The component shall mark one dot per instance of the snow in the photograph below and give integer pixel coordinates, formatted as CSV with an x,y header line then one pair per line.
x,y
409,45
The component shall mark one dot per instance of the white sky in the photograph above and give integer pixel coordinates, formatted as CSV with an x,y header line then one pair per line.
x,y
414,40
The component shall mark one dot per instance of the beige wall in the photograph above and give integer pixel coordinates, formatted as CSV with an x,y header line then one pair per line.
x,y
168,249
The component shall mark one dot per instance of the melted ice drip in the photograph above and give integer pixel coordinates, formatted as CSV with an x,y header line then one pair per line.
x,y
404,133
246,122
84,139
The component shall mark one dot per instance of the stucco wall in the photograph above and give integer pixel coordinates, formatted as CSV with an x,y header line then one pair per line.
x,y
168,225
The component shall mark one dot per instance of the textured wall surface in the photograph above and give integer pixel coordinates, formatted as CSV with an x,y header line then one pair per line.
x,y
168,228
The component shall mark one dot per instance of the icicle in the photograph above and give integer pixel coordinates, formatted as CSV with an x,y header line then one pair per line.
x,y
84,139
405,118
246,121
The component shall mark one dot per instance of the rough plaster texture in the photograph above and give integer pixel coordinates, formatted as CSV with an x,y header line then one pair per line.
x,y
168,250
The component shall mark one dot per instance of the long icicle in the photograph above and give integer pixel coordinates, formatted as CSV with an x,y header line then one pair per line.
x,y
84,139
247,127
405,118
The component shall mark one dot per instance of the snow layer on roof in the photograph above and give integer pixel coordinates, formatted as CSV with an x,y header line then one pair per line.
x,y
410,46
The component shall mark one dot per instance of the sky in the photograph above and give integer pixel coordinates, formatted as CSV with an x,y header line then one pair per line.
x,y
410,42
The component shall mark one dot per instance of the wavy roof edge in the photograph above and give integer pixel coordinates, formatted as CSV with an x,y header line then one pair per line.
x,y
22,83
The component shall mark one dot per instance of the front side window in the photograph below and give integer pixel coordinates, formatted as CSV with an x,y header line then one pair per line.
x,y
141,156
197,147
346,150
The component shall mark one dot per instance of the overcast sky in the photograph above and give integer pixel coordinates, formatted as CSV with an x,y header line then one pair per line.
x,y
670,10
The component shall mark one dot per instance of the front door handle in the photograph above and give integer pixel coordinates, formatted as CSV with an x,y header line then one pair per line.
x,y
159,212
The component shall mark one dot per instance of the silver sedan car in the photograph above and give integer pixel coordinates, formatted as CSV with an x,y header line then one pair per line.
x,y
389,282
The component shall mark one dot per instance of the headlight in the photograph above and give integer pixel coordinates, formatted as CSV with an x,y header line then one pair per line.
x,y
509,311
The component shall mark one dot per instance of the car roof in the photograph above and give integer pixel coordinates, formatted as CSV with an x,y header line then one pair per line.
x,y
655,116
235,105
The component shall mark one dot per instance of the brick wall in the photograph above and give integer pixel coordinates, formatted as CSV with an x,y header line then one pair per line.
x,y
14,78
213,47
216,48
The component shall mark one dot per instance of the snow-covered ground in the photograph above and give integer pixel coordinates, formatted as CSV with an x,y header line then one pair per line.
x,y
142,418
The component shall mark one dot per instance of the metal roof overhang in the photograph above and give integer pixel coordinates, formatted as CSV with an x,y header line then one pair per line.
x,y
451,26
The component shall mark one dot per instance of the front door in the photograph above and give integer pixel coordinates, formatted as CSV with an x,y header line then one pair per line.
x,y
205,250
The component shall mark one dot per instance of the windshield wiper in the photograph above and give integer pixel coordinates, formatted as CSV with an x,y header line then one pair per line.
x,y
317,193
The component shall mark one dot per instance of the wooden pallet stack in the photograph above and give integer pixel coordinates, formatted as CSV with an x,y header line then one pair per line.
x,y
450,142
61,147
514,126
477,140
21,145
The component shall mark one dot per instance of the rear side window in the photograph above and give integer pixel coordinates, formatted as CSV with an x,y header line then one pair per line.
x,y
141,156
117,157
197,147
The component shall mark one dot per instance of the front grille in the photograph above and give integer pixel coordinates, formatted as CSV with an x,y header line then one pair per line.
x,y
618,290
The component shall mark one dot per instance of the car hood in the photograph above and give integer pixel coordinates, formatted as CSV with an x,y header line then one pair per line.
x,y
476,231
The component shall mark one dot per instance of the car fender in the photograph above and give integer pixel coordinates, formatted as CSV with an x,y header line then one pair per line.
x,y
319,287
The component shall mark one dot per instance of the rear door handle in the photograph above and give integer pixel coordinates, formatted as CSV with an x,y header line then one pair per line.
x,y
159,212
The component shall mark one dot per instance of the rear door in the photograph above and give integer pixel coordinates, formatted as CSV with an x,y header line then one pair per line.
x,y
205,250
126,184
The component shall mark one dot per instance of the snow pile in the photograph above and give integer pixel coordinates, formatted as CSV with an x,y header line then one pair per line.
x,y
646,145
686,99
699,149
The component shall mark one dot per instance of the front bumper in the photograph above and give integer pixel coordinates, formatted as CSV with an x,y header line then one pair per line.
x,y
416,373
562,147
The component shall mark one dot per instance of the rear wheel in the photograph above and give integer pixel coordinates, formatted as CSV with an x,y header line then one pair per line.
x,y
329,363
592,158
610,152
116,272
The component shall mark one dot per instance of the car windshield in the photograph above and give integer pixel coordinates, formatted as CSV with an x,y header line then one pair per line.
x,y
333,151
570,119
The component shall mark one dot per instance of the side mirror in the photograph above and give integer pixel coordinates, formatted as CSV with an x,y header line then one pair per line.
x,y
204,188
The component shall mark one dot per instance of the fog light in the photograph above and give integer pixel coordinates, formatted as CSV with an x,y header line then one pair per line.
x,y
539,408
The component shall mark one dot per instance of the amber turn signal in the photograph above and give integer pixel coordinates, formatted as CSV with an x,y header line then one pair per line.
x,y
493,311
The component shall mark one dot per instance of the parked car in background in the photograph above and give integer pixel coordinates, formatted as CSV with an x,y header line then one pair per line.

EXERCISE BRIEF
Beginning with the line that contains "The component shall mark one dot per instance of the fog", output each line of the listing above through the last one, exactly and with nothing added.

WRITTEN SOLUTION
The component shall mark one dot per instance of the fog light in the photograph above and give integer pixel coordinates, formatted as CSV with an x,y header line then one pair per line.
x,y
539,408
The component shall mark one dot per instance of the amber turn signal in the photograph above and give integer pixel coordinates, formatted as CSV with an x,y header line then one pair per line.
x,y
493,311
The component shall mark one dot per instance of the parked car in background in the photograph above and give integer pixel coordinates, formatted as CSV with an x,y header line then one pair per line.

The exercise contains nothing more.